## ЗАДАЧА
Пожалуйста, отредактируйте отрывок интервью о выставках игрушек от «Если я правильно» до «ваших собственных жизнях.» включительно, заменив «исторических» на «старинных».

## ВЫДЕРЖКА ИЗ ДОКУМЕНТА
☆ ☆ ☆ ☆
С.К.: Это была жестяная утка. 1950-е годы, немецкое производство. Жестяные игрушки – известный объект коллекционирования, но не было выставок, посвящённых именно жестяным животным. При этом мы – не классические коллекционеры, которые зачастую охотятся именно за раритетами. Нас никогда не интересовали именно редкие экспонаты. Нашей целью было показать весь спектр. И ещё мы совмещали реальные объекты с их фотографиями, и здесь, скажем, мы пытались сделать серию фотографий «животных в природных условиях», только вот животные были игрушечные. Там был даже фильм о них в технике stop-motion. Впервые эта выставка была показана в 2010-м и с тех пор постоянно путешествовала по музеям Германии, Австрии, Нидерландов, Швейцарии. Надеемся показать её и в Берлине.

Потом мы организовали другую выставку, она называлась «Отдать швартовы». Там были представлены пластиковые игрушечные корабли производства с 1900-го по 1980-е. Было очень увлекательно поработать с темой мореплавания. И было очень интересно заняться тем, чем ещё никто не занимался. Создать с помощью этих игрушек вполне своеобразный образ морских путешествий.

Нас это всегда привлекало – начать собирать то, что мы раньше не собирали, сделать из этого выставку, цельное высказывание, и удивить самих себя.


Слон из экспозиции «Мир механических животных» © Köpcke und Weinhold

Что ещё побуждает вас делать именно экспозиции игрушек? Есть ли тут какие-то сентиментальные моменты, связанные с попыткой заглянуть в счастливую эру детства?

С.К.: Да, наверное, это и наши детские воспоминания. И машина времени, с помощью которой можно оглянуться назад. И шанс вспомнить что-то, увидеть, что мы потеряли, что уже исчезло. Игрушки – это своего рода зеркало своей эпохи, они непосредственно передают её zeitgeist. Их можно назвать миниатюрами повседневной жизни того времени.

Если я правильно понимаю, ваш интерес больше сконцентрирован не на каких-то исторических игрушках XVIII–XIX веков, а на вещах, которые в общем-то вполне органично могли оказаться и в вашем собственном детстве, в ваших собственных жизнях.
☆ ☆ ☆ ☆
## Исходные данные
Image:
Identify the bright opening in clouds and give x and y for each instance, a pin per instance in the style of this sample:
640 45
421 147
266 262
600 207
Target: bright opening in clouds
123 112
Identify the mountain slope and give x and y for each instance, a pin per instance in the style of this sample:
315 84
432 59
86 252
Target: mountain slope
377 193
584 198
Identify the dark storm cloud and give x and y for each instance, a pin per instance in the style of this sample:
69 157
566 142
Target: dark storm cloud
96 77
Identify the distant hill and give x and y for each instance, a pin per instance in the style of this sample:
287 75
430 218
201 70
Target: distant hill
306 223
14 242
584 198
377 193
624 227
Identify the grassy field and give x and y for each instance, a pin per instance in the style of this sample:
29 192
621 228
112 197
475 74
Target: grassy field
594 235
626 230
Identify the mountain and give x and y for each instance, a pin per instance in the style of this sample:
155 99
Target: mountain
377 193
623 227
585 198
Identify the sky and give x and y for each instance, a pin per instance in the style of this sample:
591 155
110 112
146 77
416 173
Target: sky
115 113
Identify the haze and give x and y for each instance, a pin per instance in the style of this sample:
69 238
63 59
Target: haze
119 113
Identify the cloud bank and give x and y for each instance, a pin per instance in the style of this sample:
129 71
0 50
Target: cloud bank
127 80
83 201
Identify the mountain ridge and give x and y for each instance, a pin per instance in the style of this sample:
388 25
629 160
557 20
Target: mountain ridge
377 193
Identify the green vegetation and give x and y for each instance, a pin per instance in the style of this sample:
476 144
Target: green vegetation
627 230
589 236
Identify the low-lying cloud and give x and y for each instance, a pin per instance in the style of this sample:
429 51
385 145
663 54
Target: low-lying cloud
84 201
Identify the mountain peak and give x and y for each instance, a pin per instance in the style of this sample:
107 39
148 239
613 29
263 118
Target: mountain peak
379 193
☆ ☆ ☆ ☆
## РЕШЕНИЕ
Если я правильно понимаю, ваш интерес больше сконцентрирован не на каких-то старинных игрушках XVIII–XIX веков, а на вещах, которые в общем-то вполне органично могли оказаться и в вашем собственном детстве, в ваших собственных жизнях.